Gospel Contemplation And Our Power Of Imagination
        How then does Gospel Contemplation differ from the Meditation Using the Three Powers of the Soul (often called 'meditation') featured in the prayer exercises of the First Week? It differs primarily in the point of departure.(6) In meditation, the point of departure is the activity of pondering and reflection with the heart. Ignatius understood meditation to be more in the nature of pondering a love letter and thus developing the understanding of the heart. Much of the material that Ignatius proposed in the so-called Ignatian 'key' meditations of the Exercises is made up of images, archetypes, and parables. He did not intend the meditation technique to be the work of a disembodied, focused intellect found in the meditation manuals of the first half of this century.(7) For Ignatius, 'meditation' was never intended to be an analytical, discursive exercise.

        The point of departure in Gospel Contemplation is the imagination. With this method, one primarily uses the active imagination upon a particular event in Jesus' life. The gospel story is the guided imagery context for the imagination. Gospel Contemplation differs from our present-day, psychological, guided imagery techniques in that the person at prayer actively keeps oneself more or less within the gospel framework. In Gospel Contemplation, a directee does not let her imagination roam as freely as she might do with guided imagery techniques.(8)

### Record list
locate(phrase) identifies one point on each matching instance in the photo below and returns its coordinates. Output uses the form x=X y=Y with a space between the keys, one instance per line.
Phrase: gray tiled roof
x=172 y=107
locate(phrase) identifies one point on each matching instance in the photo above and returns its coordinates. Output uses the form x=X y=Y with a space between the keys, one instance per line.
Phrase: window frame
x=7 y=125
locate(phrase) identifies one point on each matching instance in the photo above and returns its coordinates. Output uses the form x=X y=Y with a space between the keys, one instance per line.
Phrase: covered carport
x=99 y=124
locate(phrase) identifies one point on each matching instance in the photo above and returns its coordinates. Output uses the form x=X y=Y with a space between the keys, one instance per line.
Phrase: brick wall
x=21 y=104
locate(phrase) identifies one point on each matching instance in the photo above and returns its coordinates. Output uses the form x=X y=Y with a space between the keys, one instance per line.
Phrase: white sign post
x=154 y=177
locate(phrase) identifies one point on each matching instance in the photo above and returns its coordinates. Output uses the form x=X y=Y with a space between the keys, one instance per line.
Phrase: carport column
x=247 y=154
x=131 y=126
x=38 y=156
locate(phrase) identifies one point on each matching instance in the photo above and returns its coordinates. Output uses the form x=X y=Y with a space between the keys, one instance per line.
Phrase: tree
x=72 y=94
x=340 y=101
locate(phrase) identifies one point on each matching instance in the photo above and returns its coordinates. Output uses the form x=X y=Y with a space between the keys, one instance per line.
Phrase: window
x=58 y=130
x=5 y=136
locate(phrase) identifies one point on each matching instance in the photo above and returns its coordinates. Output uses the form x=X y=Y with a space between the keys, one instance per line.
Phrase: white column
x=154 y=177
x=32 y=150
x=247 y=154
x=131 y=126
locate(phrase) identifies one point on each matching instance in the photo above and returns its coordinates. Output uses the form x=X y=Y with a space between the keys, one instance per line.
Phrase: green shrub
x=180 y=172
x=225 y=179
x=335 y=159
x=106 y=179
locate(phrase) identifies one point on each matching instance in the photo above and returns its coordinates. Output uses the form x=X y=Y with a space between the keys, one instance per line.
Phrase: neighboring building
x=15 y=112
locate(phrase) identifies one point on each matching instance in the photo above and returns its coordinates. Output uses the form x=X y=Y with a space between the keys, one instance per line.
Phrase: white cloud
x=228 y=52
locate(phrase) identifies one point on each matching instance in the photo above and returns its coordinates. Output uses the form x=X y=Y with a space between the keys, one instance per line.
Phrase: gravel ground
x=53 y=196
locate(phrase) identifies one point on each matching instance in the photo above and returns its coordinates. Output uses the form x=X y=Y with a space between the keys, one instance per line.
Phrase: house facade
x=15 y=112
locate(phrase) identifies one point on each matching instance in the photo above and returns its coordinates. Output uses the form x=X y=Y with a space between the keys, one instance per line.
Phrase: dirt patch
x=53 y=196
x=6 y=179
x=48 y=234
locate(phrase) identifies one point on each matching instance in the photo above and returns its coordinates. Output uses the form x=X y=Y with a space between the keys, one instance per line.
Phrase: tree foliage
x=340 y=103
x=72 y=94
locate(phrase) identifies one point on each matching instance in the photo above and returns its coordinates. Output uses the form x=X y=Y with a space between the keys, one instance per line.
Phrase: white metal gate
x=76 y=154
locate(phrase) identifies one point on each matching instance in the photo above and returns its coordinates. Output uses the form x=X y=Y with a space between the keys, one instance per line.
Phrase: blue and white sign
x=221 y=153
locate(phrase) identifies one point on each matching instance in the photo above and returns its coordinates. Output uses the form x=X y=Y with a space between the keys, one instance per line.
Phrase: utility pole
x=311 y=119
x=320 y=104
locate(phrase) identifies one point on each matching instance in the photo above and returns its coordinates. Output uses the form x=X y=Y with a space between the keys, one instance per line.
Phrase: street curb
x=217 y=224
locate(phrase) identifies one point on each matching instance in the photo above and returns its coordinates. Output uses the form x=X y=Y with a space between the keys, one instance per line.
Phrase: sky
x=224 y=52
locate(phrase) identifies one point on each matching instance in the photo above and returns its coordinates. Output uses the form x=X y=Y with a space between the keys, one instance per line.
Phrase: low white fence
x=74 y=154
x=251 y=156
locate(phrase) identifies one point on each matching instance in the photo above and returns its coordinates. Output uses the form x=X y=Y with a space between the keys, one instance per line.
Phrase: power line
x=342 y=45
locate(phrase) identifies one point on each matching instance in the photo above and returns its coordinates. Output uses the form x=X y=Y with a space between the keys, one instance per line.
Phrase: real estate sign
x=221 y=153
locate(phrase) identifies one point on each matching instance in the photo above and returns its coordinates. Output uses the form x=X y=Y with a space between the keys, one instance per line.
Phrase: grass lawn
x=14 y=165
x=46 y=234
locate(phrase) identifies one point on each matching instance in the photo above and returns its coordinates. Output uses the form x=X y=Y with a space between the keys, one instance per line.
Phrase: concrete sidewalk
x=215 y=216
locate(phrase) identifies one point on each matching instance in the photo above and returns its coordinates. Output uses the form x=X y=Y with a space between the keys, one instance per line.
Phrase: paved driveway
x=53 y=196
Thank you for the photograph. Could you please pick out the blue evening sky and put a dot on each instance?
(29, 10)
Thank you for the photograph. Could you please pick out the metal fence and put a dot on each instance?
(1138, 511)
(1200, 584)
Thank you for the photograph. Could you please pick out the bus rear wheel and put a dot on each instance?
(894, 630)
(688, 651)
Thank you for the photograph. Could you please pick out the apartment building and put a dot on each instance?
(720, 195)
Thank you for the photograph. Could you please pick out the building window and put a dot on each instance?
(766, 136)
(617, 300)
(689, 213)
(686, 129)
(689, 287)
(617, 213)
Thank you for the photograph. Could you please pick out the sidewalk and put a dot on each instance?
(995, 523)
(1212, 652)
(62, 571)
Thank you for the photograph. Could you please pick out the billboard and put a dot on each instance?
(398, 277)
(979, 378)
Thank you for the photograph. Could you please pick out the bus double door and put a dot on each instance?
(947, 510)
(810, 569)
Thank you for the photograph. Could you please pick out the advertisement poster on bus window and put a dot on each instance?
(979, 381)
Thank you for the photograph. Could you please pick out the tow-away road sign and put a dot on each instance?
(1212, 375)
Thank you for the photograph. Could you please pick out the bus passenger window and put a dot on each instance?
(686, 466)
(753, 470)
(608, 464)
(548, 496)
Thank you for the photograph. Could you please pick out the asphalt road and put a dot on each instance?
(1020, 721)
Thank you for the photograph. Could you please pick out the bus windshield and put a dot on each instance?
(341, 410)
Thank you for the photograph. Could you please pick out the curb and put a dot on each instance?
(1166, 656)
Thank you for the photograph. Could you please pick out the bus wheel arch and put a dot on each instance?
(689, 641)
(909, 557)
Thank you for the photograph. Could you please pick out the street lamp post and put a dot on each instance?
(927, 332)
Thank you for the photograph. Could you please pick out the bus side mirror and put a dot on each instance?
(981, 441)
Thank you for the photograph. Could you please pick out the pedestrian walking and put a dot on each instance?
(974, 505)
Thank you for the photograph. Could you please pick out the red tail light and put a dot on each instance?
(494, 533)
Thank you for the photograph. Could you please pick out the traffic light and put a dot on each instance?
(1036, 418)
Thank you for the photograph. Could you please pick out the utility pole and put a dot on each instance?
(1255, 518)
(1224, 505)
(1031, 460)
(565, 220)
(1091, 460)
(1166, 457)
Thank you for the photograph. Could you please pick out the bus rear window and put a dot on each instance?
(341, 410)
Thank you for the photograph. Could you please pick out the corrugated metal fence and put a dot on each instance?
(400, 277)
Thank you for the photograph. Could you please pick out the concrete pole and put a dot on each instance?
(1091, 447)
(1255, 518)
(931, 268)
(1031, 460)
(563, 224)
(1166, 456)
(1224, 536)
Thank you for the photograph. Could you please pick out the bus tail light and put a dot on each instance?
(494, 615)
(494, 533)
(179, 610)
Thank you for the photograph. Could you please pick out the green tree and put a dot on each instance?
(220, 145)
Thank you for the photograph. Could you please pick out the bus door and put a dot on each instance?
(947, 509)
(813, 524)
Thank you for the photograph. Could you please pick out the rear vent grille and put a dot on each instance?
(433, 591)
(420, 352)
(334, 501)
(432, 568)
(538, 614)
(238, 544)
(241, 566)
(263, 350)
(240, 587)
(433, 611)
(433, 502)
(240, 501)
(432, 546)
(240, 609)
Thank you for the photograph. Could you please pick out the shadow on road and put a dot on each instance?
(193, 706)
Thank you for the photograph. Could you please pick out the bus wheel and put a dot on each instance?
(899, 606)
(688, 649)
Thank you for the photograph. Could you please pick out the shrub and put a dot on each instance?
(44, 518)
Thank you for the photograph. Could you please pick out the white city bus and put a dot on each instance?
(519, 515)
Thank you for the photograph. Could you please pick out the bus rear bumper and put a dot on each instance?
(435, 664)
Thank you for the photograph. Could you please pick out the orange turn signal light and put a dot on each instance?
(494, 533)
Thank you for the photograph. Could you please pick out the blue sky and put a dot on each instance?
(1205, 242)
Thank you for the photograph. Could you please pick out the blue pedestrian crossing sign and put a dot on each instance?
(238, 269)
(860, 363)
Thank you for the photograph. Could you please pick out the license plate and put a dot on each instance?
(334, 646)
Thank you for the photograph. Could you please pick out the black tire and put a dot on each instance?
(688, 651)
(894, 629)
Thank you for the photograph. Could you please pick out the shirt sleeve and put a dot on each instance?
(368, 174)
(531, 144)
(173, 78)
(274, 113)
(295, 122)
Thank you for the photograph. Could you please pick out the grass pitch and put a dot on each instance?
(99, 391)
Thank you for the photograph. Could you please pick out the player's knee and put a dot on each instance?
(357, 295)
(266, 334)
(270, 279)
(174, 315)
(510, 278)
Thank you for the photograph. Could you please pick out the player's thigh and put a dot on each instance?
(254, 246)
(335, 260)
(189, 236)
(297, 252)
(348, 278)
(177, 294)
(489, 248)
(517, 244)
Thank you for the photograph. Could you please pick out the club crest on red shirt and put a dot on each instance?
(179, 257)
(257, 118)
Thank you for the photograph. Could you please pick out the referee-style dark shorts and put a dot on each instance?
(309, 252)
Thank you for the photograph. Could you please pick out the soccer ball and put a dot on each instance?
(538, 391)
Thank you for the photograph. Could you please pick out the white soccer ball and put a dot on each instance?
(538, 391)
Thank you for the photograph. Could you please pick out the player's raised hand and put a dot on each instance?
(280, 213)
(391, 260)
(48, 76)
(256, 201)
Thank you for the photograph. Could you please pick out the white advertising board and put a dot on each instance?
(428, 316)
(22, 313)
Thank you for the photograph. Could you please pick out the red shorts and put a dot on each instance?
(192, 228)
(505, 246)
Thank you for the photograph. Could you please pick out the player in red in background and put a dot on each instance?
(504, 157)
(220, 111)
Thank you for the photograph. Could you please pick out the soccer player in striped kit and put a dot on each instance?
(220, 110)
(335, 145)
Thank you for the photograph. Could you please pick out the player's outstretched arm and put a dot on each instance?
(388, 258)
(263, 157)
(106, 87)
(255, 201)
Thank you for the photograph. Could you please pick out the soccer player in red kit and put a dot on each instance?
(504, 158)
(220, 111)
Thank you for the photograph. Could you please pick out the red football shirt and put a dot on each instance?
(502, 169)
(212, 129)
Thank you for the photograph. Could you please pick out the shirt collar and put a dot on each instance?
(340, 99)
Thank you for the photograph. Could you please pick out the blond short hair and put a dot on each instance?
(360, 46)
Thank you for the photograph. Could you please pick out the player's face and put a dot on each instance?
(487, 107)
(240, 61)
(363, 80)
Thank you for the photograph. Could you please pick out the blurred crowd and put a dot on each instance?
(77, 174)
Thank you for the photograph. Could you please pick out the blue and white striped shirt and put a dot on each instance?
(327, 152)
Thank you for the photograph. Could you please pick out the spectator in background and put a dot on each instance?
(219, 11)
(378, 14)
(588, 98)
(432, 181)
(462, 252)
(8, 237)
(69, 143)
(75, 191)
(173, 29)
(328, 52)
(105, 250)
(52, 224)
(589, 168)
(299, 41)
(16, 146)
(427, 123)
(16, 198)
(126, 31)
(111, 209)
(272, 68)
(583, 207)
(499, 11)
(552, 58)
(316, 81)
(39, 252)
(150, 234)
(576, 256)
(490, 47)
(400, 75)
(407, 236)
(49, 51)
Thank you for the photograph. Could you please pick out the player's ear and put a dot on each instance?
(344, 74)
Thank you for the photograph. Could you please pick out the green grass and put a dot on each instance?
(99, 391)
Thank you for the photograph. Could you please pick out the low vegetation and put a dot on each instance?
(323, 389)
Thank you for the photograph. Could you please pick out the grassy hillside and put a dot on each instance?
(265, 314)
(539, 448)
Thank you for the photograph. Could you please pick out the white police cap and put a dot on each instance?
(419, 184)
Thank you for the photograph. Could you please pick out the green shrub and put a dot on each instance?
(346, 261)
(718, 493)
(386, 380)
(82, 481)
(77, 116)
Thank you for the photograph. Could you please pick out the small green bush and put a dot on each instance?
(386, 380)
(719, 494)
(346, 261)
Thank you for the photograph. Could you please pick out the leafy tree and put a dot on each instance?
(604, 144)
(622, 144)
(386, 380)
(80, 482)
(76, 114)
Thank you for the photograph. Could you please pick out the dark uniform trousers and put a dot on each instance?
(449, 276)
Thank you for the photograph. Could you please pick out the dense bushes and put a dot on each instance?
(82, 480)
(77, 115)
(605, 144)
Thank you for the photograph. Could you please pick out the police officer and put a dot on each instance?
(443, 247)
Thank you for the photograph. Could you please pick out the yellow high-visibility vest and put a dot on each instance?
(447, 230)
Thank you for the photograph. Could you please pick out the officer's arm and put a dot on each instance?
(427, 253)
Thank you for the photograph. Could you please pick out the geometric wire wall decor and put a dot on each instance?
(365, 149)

### Set problem 1
Summarize the passage on Gospel Contemplation in two sentences.
### Set problem 2
Write out the part of the passage on Gospel Contemplation from "The point of departure in" to "guided imagery techniques.(8)", word for word.

### Exercise result 1
Gospel Contemplation differs from the meditation of the First Week mainly in its point of departure: meditation starts from pondering and reflecting with the heart, which Ignatius never meant to be an analytical, discursive exercise. Gospel Contemplation starts from the active imagination applied to an event in Jesus' life, and unlike present-day guided imagery techniques, the person at prayer stays more or less within the gospel framework.

### Exercise result 2
The point of departure in Gospel Contemplation is the imagination. With this method, one primarily uses the active imagination upon a particular event in Jesus' life. The gospel story is the guided imagery context for the imagination. Gospel Contemplation differs from our present-day, psychological, guided imagery techniques in that the person at prayer actively keeps oneself more or less within the gospel framework. In Gospel Contemplation, a directee does not let her imagination roam as freely as she might do with guided imagery techniques.(8)